** BEGIN EXERCISE DATA **

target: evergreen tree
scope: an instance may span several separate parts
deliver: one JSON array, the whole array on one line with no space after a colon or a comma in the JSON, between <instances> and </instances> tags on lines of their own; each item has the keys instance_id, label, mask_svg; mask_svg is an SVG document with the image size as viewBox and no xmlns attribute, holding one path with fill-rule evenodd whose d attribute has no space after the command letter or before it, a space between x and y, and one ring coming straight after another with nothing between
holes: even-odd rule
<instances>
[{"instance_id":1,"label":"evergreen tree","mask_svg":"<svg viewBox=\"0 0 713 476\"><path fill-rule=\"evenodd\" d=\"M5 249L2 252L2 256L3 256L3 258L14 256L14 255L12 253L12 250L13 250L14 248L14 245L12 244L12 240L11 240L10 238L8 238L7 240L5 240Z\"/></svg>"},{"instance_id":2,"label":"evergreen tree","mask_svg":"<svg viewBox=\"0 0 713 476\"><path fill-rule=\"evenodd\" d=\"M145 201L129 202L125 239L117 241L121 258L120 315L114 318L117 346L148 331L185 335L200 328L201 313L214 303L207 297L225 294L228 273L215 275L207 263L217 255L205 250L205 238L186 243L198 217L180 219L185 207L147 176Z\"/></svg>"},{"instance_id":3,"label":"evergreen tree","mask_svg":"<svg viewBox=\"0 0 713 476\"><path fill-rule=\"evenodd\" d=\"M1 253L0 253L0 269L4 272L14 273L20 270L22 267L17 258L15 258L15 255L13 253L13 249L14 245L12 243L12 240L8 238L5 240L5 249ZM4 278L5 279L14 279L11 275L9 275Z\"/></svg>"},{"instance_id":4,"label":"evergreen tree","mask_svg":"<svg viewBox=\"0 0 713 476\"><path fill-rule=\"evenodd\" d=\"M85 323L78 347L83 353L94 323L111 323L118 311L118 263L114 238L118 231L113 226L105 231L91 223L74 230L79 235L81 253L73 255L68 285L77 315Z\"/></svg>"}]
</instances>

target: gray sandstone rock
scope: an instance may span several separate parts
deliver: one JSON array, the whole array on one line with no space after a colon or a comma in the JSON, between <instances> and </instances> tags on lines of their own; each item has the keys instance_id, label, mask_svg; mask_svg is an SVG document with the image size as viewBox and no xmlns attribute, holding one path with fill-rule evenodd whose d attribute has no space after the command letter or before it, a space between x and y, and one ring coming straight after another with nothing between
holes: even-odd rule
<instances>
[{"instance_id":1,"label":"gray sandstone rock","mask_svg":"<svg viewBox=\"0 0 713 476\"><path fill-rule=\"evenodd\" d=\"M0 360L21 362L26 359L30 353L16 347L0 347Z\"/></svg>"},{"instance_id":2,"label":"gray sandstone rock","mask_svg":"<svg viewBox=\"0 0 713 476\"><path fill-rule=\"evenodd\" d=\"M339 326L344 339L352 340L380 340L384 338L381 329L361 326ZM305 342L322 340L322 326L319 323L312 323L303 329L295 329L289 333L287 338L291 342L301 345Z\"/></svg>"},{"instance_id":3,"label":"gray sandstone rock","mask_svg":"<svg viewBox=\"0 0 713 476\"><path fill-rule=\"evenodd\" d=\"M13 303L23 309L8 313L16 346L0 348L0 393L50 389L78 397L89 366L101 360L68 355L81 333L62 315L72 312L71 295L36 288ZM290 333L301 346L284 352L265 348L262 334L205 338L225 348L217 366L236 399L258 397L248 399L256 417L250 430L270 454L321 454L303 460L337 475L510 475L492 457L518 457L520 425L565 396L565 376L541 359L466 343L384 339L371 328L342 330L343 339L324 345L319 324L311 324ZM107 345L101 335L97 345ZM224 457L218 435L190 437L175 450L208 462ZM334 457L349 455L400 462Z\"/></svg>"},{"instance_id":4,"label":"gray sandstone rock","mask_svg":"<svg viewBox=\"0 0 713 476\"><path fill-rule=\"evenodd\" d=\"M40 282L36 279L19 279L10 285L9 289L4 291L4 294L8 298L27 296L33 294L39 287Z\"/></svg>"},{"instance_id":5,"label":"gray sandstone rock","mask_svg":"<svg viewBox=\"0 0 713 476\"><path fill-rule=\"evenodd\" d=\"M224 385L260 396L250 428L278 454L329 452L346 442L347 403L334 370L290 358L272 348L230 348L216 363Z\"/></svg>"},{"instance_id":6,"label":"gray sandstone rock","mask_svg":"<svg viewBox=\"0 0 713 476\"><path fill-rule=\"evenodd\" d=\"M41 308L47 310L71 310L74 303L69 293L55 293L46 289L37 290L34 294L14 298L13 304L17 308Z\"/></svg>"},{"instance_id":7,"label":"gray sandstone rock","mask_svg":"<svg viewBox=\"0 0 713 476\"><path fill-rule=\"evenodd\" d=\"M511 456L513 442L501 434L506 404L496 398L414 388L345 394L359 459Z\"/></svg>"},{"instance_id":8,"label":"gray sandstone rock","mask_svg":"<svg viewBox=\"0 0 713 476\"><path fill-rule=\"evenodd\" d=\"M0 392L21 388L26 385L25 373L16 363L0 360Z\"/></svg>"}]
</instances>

** END EXERCISE DATA **

Please count the lines in the entries above that contain the word "target" and reply with only that number.

2